* TASK REQUIREMENTS
Repeat each of the records below verbatim, line for line.

━━━ RAW DATA ━━━

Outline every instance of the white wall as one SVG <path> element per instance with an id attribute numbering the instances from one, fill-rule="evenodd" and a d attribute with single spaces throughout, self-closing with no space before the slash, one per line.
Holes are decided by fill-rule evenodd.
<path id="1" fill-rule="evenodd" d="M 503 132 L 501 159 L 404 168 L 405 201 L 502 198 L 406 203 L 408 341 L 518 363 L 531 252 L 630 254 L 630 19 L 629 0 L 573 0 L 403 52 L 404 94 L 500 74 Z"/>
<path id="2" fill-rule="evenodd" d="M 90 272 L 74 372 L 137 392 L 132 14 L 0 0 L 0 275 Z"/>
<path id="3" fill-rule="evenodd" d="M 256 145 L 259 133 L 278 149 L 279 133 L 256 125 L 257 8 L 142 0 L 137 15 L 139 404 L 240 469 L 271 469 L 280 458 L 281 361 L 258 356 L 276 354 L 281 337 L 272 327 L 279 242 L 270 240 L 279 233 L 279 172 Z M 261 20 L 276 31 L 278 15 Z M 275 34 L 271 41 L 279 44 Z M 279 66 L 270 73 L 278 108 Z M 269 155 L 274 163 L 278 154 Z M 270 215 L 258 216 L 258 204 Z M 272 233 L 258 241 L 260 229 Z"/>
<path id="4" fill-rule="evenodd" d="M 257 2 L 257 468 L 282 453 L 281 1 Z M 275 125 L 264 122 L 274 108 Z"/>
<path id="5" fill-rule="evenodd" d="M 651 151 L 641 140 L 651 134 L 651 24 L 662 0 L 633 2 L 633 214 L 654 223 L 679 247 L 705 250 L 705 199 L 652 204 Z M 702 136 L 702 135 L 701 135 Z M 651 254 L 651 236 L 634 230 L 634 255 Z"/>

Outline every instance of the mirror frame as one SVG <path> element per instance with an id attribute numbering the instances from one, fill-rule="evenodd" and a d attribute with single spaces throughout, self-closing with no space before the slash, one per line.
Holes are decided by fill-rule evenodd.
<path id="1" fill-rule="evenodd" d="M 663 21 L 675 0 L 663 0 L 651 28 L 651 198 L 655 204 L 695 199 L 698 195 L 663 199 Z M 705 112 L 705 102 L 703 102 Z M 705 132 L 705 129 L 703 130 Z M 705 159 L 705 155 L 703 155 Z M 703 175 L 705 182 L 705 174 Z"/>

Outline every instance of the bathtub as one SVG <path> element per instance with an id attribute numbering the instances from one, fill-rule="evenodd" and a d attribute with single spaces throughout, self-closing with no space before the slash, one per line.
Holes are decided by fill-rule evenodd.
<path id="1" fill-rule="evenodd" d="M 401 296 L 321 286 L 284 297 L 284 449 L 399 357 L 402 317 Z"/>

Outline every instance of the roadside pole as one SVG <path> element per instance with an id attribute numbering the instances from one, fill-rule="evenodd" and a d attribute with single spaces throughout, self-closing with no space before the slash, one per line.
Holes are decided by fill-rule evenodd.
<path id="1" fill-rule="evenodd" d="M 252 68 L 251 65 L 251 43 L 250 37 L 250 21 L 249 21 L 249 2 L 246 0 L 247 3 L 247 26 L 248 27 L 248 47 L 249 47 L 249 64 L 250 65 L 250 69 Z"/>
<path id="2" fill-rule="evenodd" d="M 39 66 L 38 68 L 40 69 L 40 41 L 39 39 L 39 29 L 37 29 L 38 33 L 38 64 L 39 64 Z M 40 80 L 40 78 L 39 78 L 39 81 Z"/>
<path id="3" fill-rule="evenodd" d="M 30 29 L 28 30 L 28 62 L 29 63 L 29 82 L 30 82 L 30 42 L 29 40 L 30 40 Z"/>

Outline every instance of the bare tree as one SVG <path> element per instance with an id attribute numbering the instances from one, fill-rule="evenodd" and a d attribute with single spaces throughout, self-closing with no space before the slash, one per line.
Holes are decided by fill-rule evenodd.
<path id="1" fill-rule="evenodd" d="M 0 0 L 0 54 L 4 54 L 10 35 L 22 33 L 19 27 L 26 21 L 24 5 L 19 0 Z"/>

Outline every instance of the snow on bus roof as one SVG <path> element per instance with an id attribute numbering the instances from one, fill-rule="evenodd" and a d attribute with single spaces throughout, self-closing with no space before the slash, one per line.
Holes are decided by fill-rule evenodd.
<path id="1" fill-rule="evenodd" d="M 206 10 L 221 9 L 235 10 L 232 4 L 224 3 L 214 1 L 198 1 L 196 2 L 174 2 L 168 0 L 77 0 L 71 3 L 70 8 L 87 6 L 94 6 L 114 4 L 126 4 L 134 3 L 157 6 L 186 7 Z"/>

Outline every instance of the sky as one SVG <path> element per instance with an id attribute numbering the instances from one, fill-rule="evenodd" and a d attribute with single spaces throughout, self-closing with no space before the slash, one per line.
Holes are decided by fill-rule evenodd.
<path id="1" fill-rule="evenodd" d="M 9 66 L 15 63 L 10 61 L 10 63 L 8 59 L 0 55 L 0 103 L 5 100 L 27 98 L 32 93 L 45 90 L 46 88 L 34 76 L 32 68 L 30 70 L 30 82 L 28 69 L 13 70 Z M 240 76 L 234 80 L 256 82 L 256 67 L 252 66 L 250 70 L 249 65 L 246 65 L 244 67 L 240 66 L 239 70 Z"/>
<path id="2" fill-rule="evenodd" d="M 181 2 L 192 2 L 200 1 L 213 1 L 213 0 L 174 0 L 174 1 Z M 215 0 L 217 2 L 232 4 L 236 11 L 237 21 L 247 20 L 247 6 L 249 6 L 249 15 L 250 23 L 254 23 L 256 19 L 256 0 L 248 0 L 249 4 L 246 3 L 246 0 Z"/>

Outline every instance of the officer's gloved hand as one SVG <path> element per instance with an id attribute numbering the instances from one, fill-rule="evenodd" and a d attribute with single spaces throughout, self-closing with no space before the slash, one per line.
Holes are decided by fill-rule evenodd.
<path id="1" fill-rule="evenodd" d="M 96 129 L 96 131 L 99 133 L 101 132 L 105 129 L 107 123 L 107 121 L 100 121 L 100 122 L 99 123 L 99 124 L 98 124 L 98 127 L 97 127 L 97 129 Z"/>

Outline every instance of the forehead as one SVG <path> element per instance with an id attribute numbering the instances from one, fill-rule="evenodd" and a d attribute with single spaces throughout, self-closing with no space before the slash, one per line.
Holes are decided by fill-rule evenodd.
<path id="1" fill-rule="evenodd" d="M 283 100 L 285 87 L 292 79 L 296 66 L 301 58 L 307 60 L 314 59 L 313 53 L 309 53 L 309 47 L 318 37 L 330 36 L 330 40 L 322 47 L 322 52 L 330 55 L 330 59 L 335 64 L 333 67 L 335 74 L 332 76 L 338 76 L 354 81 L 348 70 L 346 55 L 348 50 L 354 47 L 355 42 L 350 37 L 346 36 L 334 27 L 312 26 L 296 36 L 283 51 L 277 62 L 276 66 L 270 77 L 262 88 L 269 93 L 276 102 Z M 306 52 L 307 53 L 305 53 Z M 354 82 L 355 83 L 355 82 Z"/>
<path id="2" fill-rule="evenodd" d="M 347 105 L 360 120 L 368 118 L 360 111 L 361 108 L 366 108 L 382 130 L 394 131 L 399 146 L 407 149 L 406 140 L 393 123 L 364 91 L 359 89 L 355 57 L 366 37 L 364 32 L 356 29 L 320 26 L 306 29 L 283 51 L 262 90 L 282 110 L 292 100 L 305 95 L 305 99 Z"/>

━━━

* RESPONSE FOR THIS EXERCISE
Outline every instance of the white wall as one SVG <path> element per instance with an id attribute numbering the instances from one, fill-rule="evenodd" and a d attribute with single spaces throughout, self-closing with no space before the slash, one per line.
Holes are decided by fill-rule evenodd.
<path id="1" fill-rule="evenodd" d="M 503 132 L 501 159 L 404 168 L 405 201 L 502 198 L 406 203 L 408 341 L 518 363 L 531 252 L 630 254 L 630 19 L 629 0 L 573 0 L 403 52 L 404 94 L 500 74 Z"/>
<path id="2" fill-rule="evenodd" d="M 90 272 L 74 372 L 137 392 L 132 14 L 0 0 L 0 275 Z"/>
<path id="3" fill-rule="evenodd" d="M 256 145 L 259 133 L 278 149 L 279 133 L 256 125 L 257 8 L 142 0 L 137 15 L 139 404 L 240 469 L 271 469 L 280 458 L 281 361 L 258 356 L 276 354 L 281 337 L 272 327 L 279 242 L 270 240 L 279 233 L 279 172 Z M 261 20 L 276 31 L 278 15 Z M 275 34 L 271 41 L 279 44 Z M 279 66 L 270 73 L 278 108 Z M 269 155 L 274 163 L 278 154 Z M 270 215 L 258 216 L 258 204 Z M 272 233 L 258 241 L 260 229 Z"/>
<path id="4" fill-rule="evenodd" d="M 257 2 L 257 468 L 282 453 L 281 1 Z M 275 125 L 264 122 L 274 108 Z"/>
<path id="5" fill-rule="evenodd" d="M 651 151 L 641 140 L 651 134 L 651 24 L 662 0 L 633 2 L 633 214 L 654 223 L 679 247 L 705 250 L 705 199 L 652 204 Z M 702 136 L 702 135 L 701 135 Z M 651 254 L 651 236 L 634 230 L 634 255 Z"/>

Outline every instance of the mirror frame as one SVG <path> element per instance with an id attribute numbering the instances from one, fill-rule="evenodd" and a d attribute with single spaces throughout, self-closing with no space before the slash, one per line.
Holes are decided by fill-rule evenodd.
<path id="1" fill-rule="evenodd" d="M 663 21 L 675 0 L 663 0 L 651 28 L 651 198 L 655 204 L 695 199 L 698 195 L 663 199 Z M 705 112 L 705 102 L 703 102 Z M 705 132 L 705 129 L 703 130 Z M 705 159 L 705 155 L 703 155 Z M 703 175 L 705 182 L 705 174 Z"/>

Outline every instance of the bathtub as one SVG <path> element per instance with an id attribute numbering the instances from one, fill-rule="evenodd" and a d attribute with single spaces throughout, self-closing with no space before the slash, one per line.
Holes are decided by fill-rule evenodd.
<path id="1" fill-rule="evenodd" d="M 401 296 L 321 286 L 284 297 L 284 449 L 399 357 L 402 317 Z"/>

Outline every instance of the roadside pole as one SVG <path> element per instance with an id attribute numbering the instances from one, fill-rule="evenodd" and a d attribute with single spaces throughout, self-closing with no space before the slash, one per line.
Holes are decided by fill-rule evenodd.
<path id="1" fill-rule="evenodd" d="M 252 68 L 251 65 L 251 43 L 250 37 L 250 21 L 249 21 L 249 2 L 246 0 L 247 3 L 247 26 L 248 27 L 248 47 L 249 47 L 249 64 L 250 65 L 250 69 Z"/>
<path id="2" fill-rule="evenodd" d="M 39 66 L 38 68 L 40 69 L 40 41 L 39 39 L 39 29 L 37 29 L 38 33 L 38 64 L 39 64 Z M 40 80 L 40 78 L 39 78 L 39 81 Z"/>
<path id="3" fill-rule="evenodd" d="M 30 29 L 28 30 L 28 62 L 29 63 L 29 82 L 30 82 L 30 42 L 29 40 L 30 40 Z"/>

Outline every instance of the bare tree as one SVG <path> element per instance with an id attribute numbering the instances from one, fill-rule="evenodd" and a d attribute with single spaces throughout, self-closing with no space before the slash, one per line.
Holes are decided by fill-rule evenodd.
<path id="1" fill-rule="evenodd" d="M 0 0 L 0 54 L 4 54 L 10 35 L 22 33 L 19 27 L 26 21 L 24 5 L 19 0 Z"/>

Outline every instance of the snow on bus roof as one SVG <path> element per instance with an id attribute numbering the instances from one, fill-rule="evenodd" and a d attribute with single spaces throughout, self-closing with no space before the slash, one per line.
Holes are decided by fill-rule evenodd.
<path id="1" fill-rule="evenodd" d="M 206 10 L 221 9 L 235 10 L 232 4 L 224 3 L 214 1 L 198 1 L 196 2 L 174 2 L 168 0 L 77 0 L 71 3 L 70 8 L 87 6 L 94 6 L 114 4 L 126 4 L 134 3 L 157 6 L 186 7 Z"/>

Outline every instance of the sky as one SVG <path> element per instance with an id attribute numbering the instances from one, fill-rule="evenodd" and a d attribute with single spaces throughout, self-closing with no space before the slash, one per line.
Holes are decided by fill-rule evenodd.
<path id="1" fill-rule="evenodd" d="M 9 66 L 15 63 L 10 61 L 10 63 L 8 59 L 0 55 L 0 103 L 5 100 L 27 98 L 32 93 L 45 90 L 46 88 L 34 76 L 32 68 L 30 70 L 30 82 L 28 69 L 13 70 Z M 240 76 L 234 80 L 256 82 L 256 67 L 252 66 L 250 70 L 249 65 L 246 65 L 244 67 L 240 66 L 239 70 Z"/>
<path id="2" fill-rule="evenodd" d="M 181 2 L 192 2 L 200 1 L 213 1 L 213 0 L 174 0 L 174 1 Z M 215 0 L 217 2 L 232 4 L 236 11 L 237 21 L 247 20 L 247 6 L 249 6 L 249 15 L 250 23 L 254 23 L 256 19 L 256 0 L 248 0 L 249 4 L 246 3 L 246 0 Z"/>

Outline every instance of the officer's gloved hand as one SVG <path> element per instance with an id attribute numbering the instances from one, fill-rule="evenodd" and a d attribute with single spaces throughout, self-closing with no space before the slash, one per line.
Holes are decided by fill-rule evenodd.
<path id="1" fill-rule="evenodd" d="M 96 129 L 96 131 L 99 133 L 101 132 L 105 129 L 107 123 L 107 121 L 100 121 L 100 122 L 99 123 L 99 124 L 98 124 L 98 127 L 97 127 L 97 129 Z"/>

Outline every instance of the forehead as one SVG <path> element per instance with an id attribute numbering the instances from one, fill-rule="evenodd" and a d attribute with single spaces throughout, self-closing with no space before the slash, one per line.
Holes are decided by fill-rule evenodd.
<path id="1" fill-rule="evenodd" d="M 283 100 L 285 87 L 292 79 L 296 66 L 301 58 L 307 60 L 314 59 L 313 53 L 309 53 L 309 47 L 318 37 L 330 36 L 330 40 L 322 47 L 322 52 L 330 55 L 330 59 L 335 64 L 333 67 L 335 74 L 332 76 L 338 76 L 354 81 L 348 70 L 346 55 L 348 50 L 354 47 L 355 42 L 350 37 L 346 36 L 334 27 L 312 26 L 296 36 L 283 51 L 277 62 L 276 66 L 270 77 L 262 88 L 269 93 L 276 102 Z M 306 52 L 307 53 L 305 53 Z M 354 82 L 355 83 L 355 82 Z"/>
<path id="2" fill-rule="evenodd" d="M 347 105 L 360 120 L 368 118 L 360 111 L 361 108 L 366 108 L 382 130 L 394 131 L 399 146 L 407 149 L 406 140 L 393 123 L 364 91 L 359 89 L 355 57 L 366 37 L 364 32 L 356 29 L 320 26 L 306 29 L 283 51 L 262 90 L 282 110 L 292 100 L 305 95 L 305 99 Z"/>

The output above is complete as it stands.